- [What needs to be done]
Copy out each line featuring the string "target" from the entries beneath.

- [Dataset extract]
╭──
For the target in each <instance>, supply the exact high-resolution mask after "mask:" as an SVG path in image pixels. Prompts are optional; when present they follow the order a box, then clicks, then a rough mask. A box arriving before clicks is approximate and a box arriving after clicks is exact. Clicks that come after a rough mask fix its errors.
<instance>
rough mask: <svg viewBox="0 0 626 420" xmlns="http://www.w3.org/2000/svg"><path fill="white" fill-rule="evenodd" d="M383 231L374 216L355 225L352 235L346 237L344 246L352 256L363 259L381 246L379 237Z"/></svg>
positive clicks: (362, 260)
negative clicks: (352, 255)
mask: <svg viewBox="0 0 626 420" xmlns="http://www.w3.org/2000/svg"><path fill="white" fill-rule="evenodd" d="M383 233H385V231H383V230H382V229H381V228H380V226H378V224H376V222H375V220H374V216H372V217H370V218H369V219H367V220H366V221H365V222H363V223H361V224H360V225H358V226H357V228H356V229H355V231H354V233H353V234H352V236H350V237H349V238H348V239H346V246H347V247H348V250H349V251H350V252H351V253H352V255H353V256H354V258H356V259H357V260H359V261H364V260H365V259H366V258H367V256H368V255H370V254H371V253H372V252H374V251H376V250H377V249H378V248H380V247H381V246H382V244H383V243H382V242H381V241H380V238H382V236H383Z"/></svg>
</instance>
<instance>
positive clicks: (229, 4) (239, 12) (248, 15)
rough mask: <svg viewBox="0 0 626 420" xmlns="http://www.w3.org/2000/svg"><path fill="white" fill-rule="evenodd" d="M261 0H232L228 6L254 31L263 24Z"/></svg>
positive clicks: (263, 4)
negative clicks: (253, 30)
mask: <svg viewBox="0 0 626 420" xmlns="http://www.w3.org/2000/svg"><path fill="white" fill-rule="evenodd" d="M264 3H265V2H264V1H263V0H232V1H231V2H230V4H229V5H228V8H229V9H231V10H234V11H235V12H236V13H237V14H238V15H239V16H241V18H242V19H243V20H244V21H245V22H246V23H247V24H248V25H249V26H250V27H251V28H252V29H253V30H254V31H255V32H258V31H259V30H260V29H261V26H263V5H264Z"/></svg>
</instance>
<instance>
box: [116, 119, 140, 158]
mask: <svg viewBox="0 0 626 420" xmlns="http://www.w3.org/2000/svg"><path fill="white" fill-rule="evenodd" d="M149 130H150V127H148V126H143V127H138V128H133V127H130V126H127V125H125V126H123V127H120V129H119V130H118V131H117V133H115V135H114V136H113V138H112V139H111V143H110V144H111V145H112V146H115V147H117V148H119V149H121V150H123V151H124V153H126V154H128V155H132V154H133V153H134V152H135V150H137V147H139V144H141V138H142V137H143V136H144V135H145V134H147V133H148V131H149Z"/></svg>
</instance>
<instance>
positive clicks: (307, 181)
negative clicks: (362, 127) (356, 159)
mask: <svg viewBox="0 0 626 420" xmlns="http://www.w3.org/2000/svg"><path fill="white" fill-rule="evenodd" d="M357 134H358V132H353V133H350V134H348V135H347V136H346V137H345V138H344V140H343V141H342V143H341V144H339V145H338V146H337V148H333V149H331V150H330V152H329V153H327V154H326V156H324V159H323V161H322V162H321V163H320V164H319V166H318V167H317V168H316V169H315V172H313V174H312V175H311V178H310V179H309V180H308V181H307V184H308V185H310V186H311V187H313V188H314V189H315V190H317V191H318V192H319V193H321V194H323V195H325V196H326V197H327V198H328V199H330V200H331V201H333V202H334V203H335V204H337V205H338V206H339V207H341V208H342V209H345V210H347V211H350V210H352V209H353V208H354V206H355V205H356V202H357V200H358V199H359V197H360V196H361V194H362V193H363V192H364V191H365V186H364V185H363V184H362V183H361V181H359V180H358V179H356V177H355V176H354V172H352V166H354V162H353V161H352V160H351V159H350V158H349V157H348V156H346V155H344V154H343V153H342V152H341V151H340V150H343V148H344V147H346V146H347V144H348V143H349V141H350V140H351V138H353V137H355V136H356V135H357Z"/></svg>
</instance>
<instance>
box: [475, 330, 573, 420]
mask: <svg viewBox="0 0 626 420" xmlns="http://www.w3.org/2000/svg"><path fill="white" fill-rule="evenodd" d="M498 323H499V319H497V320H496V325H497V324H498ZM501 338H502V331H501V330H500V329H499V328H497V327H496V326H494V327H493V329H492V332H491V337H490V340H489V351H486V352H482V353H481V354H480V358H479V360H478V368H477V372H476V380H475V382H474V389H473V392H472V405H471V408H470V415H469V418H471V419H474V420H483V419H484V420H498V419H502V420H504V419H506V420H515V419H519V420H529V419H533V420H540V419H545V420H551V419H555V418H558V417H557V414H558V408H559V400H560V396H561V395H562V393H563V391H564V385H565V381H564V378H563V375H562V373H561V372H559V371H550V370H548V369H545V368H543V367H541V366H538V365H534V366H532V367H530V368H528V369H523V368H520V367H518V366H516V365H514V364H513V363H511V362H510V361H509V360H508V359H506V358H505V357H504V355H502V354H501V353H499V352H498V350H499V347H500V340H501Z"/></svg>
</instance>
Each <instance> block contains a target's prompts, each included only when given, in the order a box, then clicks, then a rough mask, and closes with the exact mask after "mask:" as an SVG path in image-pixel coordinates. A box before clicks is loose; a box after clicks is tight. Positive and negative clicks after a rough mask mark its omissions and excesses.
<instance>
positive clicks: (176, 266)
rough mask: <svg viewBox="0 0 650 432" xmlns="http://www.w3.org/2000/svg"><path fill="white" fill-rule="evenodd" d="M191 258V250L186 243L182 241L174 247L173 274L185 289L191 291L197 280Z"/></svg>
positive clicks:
╰──
- [Response area]
For the target in each <instance>, supply the exact high-resolution mask after "mask:" as an SVG path in image pixels. Prompts are optional; when present they follow the order a box, then clicks, then a rough mask. A box arriving before clicks is approximate and a box arriving after clicks is exact. Clicks that come after a rough mask fix its errors.
Each <instance> block contains a target's prompts, each included only when given, in the order a box, then clicks, then a rough mask, and closes with the exact mask after "mask:" as an SVG path in image-pixel coordinates. A box before clicks is loose; a box after clicks is tight. Positive and negative clicks after a rough mask mark its omissions and excesses.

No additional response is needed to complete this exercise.